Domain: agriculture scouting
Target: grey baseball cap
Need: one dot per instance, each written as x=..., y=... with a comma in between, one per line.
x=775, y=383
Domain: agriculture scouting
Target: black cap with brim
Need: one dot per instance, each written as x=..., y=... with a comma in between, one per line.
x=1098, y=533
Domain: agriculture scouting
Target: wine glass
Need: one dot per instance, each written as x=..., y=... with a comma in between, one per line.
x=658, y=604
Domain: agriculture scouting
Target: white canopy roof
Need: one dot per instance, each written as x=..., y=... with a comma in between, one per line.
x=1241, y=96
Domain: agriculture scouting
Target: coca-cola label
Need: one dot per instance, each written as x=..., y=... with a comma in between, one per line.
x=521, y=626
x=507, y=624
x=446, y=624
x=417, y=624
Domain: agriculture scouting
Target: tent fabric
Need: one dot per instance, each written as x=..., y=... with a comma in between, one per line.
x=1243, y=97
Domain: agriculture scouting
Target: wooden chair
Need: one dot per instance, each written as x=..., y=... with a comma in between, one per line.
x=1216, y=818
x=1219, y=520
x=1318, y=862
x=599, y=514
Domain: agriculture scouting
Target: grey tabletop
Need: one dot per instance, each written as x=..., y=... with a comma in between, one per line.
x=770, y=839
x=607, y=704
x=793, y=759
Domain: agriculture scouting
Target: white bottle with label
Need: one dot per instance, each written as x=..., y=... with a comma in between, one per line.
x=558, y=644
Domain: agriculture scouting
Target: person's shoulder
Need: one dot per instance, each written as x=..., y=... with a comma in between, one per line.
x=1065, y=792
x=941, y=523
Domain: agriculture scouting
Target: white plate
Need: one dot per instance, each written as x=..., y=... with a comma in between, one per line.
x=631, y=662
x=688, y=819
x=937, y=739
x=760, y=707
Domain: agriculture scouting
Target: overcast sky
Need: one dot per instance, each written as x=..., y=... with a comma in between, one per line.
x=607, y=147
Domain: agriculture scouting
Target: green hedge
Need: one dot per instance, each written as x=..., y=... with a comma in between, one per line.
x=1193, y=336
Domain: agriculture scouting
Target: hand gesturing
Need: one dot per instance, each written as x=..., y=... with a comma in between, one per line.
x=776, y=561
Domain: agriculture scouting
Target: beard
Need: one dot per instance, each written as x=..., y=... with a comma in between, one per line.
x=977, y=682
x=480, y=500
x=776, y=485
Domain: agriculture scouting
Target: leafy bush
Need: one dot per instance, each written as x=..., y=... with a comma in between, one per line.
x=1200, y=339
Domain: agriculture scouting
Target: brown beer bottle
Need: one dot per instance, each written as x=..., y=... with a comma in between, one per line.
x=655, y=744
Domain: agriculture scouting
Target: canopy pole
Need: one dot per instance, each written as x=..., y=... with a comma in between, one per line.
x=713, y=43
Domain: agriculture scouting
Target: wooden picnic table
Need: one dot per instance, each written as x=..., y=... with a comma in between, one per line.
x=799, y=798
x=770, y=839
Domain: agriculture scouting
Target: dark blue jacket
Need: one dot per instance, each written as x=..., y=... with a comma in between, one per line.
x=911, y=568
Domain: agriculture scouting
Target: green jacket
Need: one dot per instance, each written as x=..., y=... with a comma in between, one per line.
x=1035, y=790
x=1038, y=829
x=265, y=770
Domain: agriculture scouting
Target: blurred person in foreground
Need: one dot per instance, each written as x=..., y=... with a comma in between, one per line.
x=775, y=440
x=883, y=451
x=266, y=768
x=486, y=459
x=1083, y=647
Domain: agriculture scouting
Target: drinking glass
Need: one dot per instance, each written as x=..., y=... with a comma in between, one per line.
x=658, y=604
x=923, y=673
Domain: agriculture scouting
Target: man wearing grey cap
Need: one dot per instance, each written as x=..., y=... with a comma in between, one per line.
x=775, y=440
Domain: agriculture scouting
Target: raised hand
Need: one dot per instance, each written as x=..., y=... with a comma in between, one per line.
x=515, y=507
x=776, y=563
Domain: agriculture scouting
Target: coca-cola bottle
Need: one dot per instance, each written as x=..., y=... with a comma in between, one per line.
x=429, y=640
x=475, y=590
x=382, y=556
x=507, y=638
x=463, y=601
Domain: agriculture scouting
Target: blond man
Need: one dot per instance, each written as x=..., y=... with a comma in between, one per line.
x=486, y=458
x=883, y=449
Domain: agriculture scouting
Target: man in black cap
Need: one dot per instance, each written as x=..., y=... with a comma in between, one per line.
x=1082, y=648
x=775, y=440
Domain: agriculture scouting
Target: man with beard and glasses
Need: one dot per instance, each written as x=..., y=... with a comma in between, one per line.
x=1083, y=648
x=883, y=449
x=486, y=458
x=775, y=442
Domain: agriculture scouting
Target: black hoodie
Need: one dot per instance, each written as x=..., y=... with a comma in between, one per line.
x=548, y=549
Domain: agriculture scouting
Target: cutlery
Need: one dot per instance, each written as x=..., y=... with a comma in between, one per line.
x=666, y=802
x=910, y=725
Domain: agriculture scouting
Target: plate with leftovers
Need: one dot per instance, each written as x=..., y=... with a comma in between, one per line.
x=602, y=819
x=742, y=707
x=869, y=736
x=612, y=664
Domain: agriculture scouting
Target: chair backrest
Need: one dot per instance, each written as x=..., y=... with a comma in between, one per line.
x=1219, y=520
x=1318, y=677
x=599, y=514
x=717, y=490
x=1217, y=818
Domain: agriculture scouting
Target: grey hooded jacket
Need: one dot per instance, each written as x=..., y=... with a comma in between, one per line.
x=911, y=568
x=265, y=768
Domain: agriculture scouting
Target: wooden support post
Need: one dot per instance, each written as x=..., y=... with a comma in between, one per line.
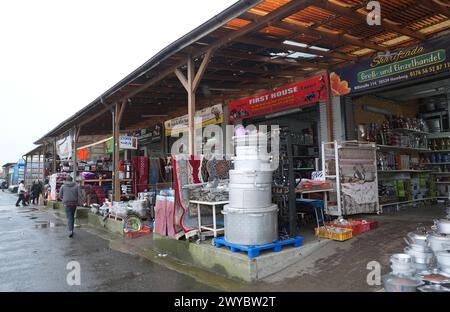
x=191, y=83
x=54, y=156
x=76, y=135
x=191, y=105
x=118, y=114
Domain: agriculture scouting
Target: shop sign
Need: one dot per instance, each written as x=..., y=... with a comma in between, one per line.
x=127, y=142
x=150, y=134
x=64, y=147
x=297, y=94
x=209, y=116
x=407, y=64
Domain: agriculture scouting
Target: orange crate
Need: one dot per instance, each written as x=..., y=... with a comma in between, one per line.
x=334, y=233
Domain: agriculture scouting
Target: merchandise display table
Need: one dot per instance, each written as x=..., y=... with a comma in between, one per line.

+--

**SET PROBLEM**
Copy each line exactly, and leave the pictures out of your copy.

**OUTPUT FOR THIS TASK**
Domain: agriculture scouting
Target: grey baseball cap
Need: one dot per instance, each written as x=..., y=... with a comma in between, one per line.
x=775, y=383
Domain: agriculture scouting
Target: black cap with brim
Need: one dot per instance, each written as x=..., y=... with a comma in between, one per line.
x=1098, y=533
Domain: agriculture scouting
Target: wine glass
Need: one dot per instance, each written as x=..., y=... with a comma in between, one per line.
x=658, y=604
Domain: agriculture scouting
Target: white canopy roof
Need: one dot per instance, each written as x=..., y=... with a comma in between, one per line.
x=1241, y=96
Domain: agriculture scouting
Target: coca-cola label
Need: one dot per instance, each written as x=..., y=... with a comma in between, one per line.
x=521, y=626
x=507, y=624
x=446, y=624
x=417, y=624
Domain: agriculture scouting
Target: tent fabric
Need: one dot per instance, each written as x=..., y=... with a comma in between, one per line.
x=1243, y=97
Domain: agriculture scouting
Target: wooden chair
Need: one dot per instance, each written as x=..., y=... with a comma in between, one per line.
x=1216, y=818
x=1219, y=520
x=1318, y=862
x=599, y=514
Domain: agriculture scouting
Target: grey tabletop
Need: one dot per instance, each written as x=..., y=... with a comma in between, one per line.
x=770, y=839
x=607, y=704
x=793, y=759
Domain: agriculture scouting
Target: white bottle with label
Need: one dot per instance, each written as x=..., y=... with a comma in between, one per line.
x=558, y=644
Domain: agriculture scouting
Target: person's shoulder
Need: one dot per instance, each written as x=..., y=... with a comma in between, one per line.
x=1065, y=792
x=941, y=523
Domain: agriculture scouting
Target: white plate
Need: one dot per instance, each written as x=..., y=... with a comma in between, one per line.
x=631, y=662
x=688, y=819
x=937, y=739
x=760, y=707
Domain: agriculture scouting
Target: overcast sky
Need: one dot per instance, each written as x=..., y=... with a comma in between, one per line.
x=607, y=147
Domain: agriculture scouting
Target: green hedge
Need: one dot per instance, each written as x=..., y=... with a comma in between, one per line.
x=1193, y=336
Domain: agriculture scouting
Target: hand gesturing
Need: one dot per instance, each written as x=..., y=... with a comma in between, one per line.
x=776, y=561
Domain: agriculture scouting
Target: beard
Need: one dot per instance, each written as x=..., y=... with a comma in between, one per line.
x=977, y=682
x=480, y=500
x=776, y=485
Domain: agriculture scouting
Target: leafy bush
Need: one dot per instance, each written as x=..., y=... with a comma in between, one per line.
x=1200, y=339
Domain: agriculture scouting
Target: brown beer bottle
Need: one dot per instance, each written as x=..., y=... with a comma in between, one per line.
x=655, y=744
Domain: agriculture scouting
Target: canopy pole
Need: one dot per instance, each written as x=..., y=... with a comma in between, one per line.
x=713, y=43
Domain: agriculture scouting
Target: wooden picnic table
Need: one dot per instance, each written as x=..., y=... with a comma in between, one per line.
x=799, y=798
x=770, y=839
Domain: agriculture scouting
Target: dark blue jacket
Need: one dot per instance, each written as x=..., y=... with a comma in between, one per line.
x=911, y=568
Domain: agriculture scouting
Target: green jacket
Need: one dot per instance, each written as x=..., y=... with a comma in between, one per line.
x=1035, y=790
x=1038, y=829
x=265, y=770
Domain: agriculture scouting
Target: blurred person in foreground
Need: one dot per instance, each written as x=..., y=... with a comma in between, one per line.
x=775, y=440
x=883, y=451
x=266, y=768
x=486, y=459
x=1083, y=647
Domain: agriculture scouting
Target: drinking glass
Need: one dot per instance, each written as x=..., y=... with a comma in between, one per line.
x=658, y=604
x=923, y=673
Domain: agriculture scouting
Target: man wearing grey cap
Need: one dot per instance, each written as x=..., y=... with a comma in between, one per line.
x=775, y=440
Domain: agriculture scouting
Target: raised hand
Need: one dot per instance, each written as x=..., y=... with a comma in between, one per line.
x=515, y=507
x=776, y=563
Domain: agriculture scouting
Target: coca-cola bottle
Need: one dot per instance, each written as x=..., y=... with a comma in between, one per line.
x=429, y=640
x=475, y=590
x=382, y=556
x=507, y=638
x=463, y=601
Domain: agriculture scouting
Target: blond man
Need: one dot per instance, each written as x=..., y=... with a comma in between, one per line.
x=486, y=458
x=883, y=449
Domain: agriculture scouting
Target: man in black cap
Need: one dot per instance, each written as x=..., y=... with a comma in between, one per line.
x=1082, y=648
x=775, y=440
Domain: agriculture scouting
Target: man with beard and glasses
Need: one dot per instance, each written as x=..., y=... with a comma in between, one per line.
x=1083, y=648
x=883, y=449
x=486, y=458
x=775, y=442
Domain: agriculture scouting
Target: black hoodie
Need: one dot per instance, each written as x=..., y=... with a comma in between, one per line.
x=548, y=549
Domain: agriculture scouting
Target: cutlery
Need: one dot per instance, each written as x=..., y=... with a comma in between, one per line.
x=666, y=802
x=910, y=725
Domain: agriculture scouting
Target: plate with leftovers
Need: one dot per instance, each written as x=..., y=... with a comma in between, one per line.
x=602, y=819
x=742, y=707
x=869, y=736
x=612, y=664
Domain: agriculture scouting
Target: chair backrest
Need: one dot per instance, each written as x=..., y=... with a comma in between, one per line.
x=1219, y=520
x=1318, y=677
x=599, y=514
x=717, y=490
x=1217, y=818
Domain: agriculture scouting
Target: grey hooded jacket
Need: one dot per instance, each written as x=..., y=... with a comma in between, one per line.
x=911, y=568
x=265, y=768
Domain: agriculture scouting
Target: wooden support post
Need: one dot per instance, each written as x=..., y=... with a comma in between, one per line.
x=191, y=83
x=54, y=156
x=76, y=135
x=191, y=105
x=118, y=114
Domain: agriculture scouting
Target: shop sign
Need: one dot per instance, each written as x=..., y=... with a comma in between, one per line.
x=127, y=142
x=150, y=134
x=64, y=147
x=297, y=94
x=209, y=116
x=407, y=64
Domain: agriculture scouting
Target: orange crate
Need: one dot per instance, each written as x=..., y=... with a comma in between, one per line.
x=334, y=233
Domain: agriculture scouting
Target: merchandise display table
Need: one dot per instance, each written as x=..., y=... with a comma in between, one per line.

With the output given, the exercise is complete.